====== Data for the task

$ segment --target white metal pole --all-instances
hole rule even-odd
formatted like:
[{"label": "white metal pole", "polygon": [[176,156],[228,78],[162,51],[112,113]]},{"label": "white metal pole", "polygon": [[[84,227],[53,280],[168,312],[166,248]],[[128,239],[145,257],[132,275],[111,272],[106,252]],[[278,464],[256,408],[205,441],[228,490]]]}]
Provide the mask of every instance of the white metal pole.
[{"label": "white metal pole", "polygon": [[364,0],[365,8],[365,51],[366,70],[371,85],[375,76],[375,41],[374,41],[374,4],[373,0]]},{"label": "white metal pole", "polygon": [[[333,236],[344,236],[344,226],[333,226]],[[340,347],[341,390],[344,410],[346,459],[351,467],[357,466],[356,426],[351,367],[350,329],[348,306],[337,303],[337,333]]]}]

============

**Exercise objective:** Output every entry exactly.

**Output for this exercise:**
$ segment --target white metal pole --all-instances
hole rule even-odd
formatted like:
[{"label": "white metal pole", "polygon": [[176,156],[228,78],[162,51],[112,113]]},{"label": "white metal pole", "polygon": [[[84,227],[53,280],[168,312],[166,248]],[[128,239],[145,257],[132,275],[111,272],[106,252]],[[278,464],[256,408],[205,441],[228,490]]]}]
Provide the mask of every instance of the white metal pole.
[{"label": "white metal pole", "polygon": [[364,0],[365,8],[365,51],[366,70],[371,85],[375,76],[375,41],[374,41],[374,4],[373,0]]},{"label": "white metal pole", "polygon": [[[333,236],[344,236],[344,226],[333,226]],[[340,347],[341,390],[344,410],[346,459],[351,467],[357,466],[356,426],[351,367],[350,329],[348,306],[337,303],[337,333]]]}]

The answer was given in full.